*** Document passage Section Begins ***
Treatment options for chronic pain
A wide range of treatment options and therapies are available to manage and treat chronic pain. A multidisciplinary approach that supports the individual needs of each patient will achieve the best possible outcome in relieving and managing chronic pain.
These include commonly used over-the-counter pain killers such as paracetamol and anti-inflammatory drugs. A wide range of brands and types are available.
Opioids are medications belonging to the morphine family of drugs. They vary in strength and can offer powerful pain relief. Due to potential side-effects and the risk of addiction opioids must only be used under a doctor’s guidance.
Some anti-epileptic/anti-seizure drugs and some anti-depressant drugs can be useful in the treatment of chronic pain. These drugs work to control pain by reducing abnormal activation of the nerve cells.
*** Document passage Section Ends ***
*** Data Section Begins ***
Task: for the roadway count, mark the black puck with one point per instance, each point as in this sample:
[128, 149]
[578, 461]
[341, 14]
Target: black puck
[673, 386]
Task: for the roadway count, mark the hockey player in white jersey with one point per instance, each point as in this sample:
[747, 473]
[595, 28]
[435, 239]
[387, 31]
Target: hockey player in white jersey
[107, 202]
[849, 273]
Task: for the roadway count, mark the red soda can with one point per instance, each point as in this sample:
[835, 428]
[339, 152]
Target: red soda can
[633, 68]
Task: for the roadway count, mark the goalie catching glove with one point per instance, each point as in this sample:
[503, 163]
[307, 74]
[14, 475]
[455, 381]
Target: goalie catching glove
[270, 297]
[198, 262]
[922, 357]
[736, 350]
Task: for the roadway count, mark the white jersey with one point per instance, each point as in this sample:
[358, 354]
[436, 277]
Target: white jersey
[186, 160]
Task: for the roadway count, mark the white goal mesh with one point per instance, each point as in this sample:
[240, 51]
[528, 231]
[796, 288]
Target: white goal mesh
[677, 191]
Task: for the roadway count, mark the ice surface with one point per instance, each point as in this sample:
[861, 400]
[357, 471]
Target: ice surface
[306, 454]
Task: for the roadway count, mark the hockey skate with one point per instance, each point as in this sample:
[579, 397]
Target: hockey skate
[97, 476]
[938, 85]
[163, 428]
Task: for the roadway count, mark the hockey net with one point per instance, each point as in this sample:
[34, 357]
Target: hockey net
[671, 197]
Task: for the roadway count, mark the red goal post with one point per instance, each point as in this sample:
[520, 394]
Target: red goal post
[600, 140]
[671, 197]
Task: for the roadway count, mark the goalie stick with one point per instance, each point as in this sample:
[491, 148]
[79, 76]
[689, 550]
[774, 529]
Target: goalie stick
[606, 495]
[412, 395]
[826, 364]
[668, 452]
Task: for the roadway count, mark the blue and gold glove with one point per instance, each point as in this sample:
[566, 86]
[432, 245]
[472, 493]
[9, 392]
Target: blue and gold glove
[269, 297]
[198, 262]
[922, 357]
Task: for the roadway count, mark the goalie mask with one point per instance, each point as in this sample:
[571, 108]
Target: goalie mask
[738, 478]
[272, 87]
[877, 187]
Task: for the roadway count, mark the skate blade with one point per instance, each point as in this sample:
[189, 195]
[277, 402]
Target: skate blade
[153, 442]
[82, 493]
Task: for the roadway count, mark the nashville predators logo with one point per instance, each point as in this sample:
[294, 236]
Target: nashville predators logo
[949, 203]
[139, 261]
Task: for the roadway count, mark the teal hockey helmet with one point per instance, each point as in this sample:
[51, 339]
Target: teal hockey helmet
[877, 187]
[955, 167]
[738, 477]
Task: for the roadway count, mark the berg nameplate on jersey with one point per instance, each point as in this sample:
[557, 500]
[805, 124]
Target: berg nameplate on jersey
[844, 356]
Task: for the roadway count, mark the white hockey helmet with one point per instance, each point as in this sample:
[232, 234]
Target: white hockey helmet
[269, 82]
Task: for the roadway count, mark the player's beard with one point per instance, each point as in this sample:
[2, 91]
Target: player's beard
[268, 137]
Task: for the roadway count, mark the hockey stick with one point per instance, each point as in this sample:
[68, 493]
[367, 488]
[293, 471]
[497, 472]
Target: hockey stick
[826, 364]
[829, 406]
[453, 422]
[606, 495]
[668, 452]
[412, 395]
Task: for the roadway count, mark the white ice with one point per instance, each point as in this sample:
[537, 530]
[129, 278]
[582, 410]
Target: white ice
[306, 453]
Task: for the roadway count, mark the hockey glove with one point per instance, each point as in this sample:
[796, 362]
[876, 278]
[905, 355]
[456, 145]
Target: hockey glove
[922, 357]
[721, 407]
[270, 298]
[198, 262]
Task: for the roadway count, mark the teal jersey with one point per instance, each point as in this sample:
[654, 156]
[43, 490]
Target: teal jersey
*** Data Section Ends ***
**Complete the following:**
**A)** Reproduce word for word the part of the chronic pain treatment text that begins at the words "Treatment options for" and stops after "types are available.".
**B)** Carry the text on chronic pain treatment options further, starting right after its final sentence.

**Solved tasks:**
**A)**
Treatment options for chronic pain
A wide range of treatment options and therapies are available to manage and treat chronic pain. A multidisciplinary approach that supports the individual needs of each patient will achieve the best possible outcome in relieving and managing chronic pain.
These include commonly used over-the-counter pain killers such as paracetamol and anti-inflammatory drugs. A wide range of brands and types are available.

**B)**
Minimally Invasive Interventions
Epidural steroid injection
Epidural steroid injections are used to treat chronic pain associated with inflammation of nerves. It allows a targeted delivery of steroids, which works as placement of anti-inflammatory agents directly into the spinal canal, near the inflamed nerves. Epidural steroid injections work by effectively by blocking pain signals in the inflamed nerve. The duration of nerve block is variable and depends upon patient individual condition.
It is performed to block pain signals at the spine level which includes
1) Median branch blocks (MBB) and
2) Selective Nerve root blocks (SNRB).
Rhizolysis is a useful diagnostic intervention to map the pain triggers as well as a therapeutic option to reduce inflammation in the targeted area.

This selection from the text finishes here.